Records to process —
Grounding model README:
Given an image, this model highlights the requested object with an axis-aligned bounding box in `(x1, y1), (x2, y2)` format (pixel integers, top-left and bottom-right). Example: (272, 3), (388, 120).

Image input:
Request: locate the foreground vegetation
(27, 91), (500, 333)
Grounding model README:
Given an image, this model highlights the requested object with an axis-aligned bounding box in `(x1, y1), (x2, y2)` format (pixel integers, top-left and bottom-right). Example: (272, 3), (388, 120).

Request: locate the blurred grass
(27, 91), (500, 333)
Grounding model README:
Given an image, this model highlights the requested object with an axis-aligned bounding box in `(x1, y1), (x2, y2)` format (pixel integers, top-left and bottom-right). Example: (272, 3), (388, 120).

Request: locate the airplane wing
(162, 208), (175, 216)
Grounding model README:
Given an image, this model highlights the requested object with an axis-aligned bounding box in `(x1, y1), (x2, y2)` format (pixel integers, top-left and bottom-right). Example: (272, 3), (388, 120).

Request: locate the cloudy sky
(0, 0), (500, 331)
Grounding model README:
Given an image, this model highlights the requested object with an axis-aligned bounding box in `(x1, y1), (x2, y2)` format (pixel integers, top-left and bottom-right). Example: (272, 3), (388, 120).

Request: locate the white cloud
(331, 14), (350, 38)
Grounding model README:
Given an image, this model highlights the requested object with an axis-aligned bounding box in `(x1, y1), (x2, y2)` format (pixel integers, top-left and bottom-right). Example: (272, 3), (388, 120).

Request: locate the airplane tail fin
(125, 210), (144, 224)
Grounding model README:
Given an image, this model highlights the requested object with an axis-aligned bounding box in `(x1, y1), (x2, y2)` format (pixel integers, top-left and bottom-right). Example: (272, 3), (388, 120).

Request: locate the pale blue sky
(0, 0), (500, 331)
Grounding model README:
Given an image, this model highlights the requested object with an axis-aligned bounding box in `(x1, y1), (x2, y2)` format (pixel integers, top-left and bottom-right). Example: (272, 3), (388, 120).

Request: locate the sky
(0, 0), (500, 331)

Instructions for the task — Each record must be returned exactly as it is written.

Written solution —
Grounding model README:
Given an image, this model highlights the requested object with an axis-aligned bounding box in `(x1, y1), (x2, y2)` format (pixel integers, top-left and bottom-right). Example: (272, 3), (388, 120).

Image input:
Request: locate the foreground vegetation
(27, 91), (500, 333)
Grounding model README:
Given an image, this model highlights the requested object with an axis-aligned bounding box in `(x1, y1), (x2, y2)` format (pixel integers, top-left and bottom-right). Example: (272, 3), (388, 120).

Request: locate the blurred grass
(27, 91), (500, 333)
Grounding model README:
Given an image, this model highlights the requested object with an axis-aligned bounding box in `(x1, y1), (x2, y2)` format (pixel integers, top-left and bottom-right). Example: (272, 3), (388, 120).

Request: locate the airplane wing
(162, 208), (175, 216)
Grounding model README:
Given an image, this model highlights the requested object with an axis-aligned bounding box in `(x1, y1), (x2, y2)` format (pixel integers, top-left and bottom-right). Example: (272, 3), (388, 120).

Request: locate the cloudy sky
(0, 0), (500, 331)
Grounding model README:
Given an image, this model highlights the requested object with an axis-aligned bounding box in `(x1, y1), (x2, y2)` format (pixel integers, top-left and bottom-right). Example: (272, 3), (388, 120).

Request: locate the white cloud
(331, 14), (350, 38)
Grounding model README:
Given an image, this model highlights the requested object with an axis-aligned bounding box in `(x1, y1), (x2, y2)` format (pixel integers, top-left and bottom-right). Example: (272, 3), (388, 120).

Request: locate the airplane tail fin
(125, 210), (144, 224)
Grounding model README:
Given an image, this model highlights the requested object with an axis-aligned bounding box in `(x1, y1), (x2, y2)` format (pixel integers, top-left and bottom-right). Example: (272, 3), (388, 120).

Request: locate the pale blue sky
(0, 0), (500, 331)
Grounding model README:
Given an image, this model highlights the requested object with an axis-aligned bounding box in `(x1, y1), (x2, y2)` format (pixel integers, top-left and bottom-right). Example: (272, 3), (388, 120).

Request: locate the sky
(0, 0), (500, 331)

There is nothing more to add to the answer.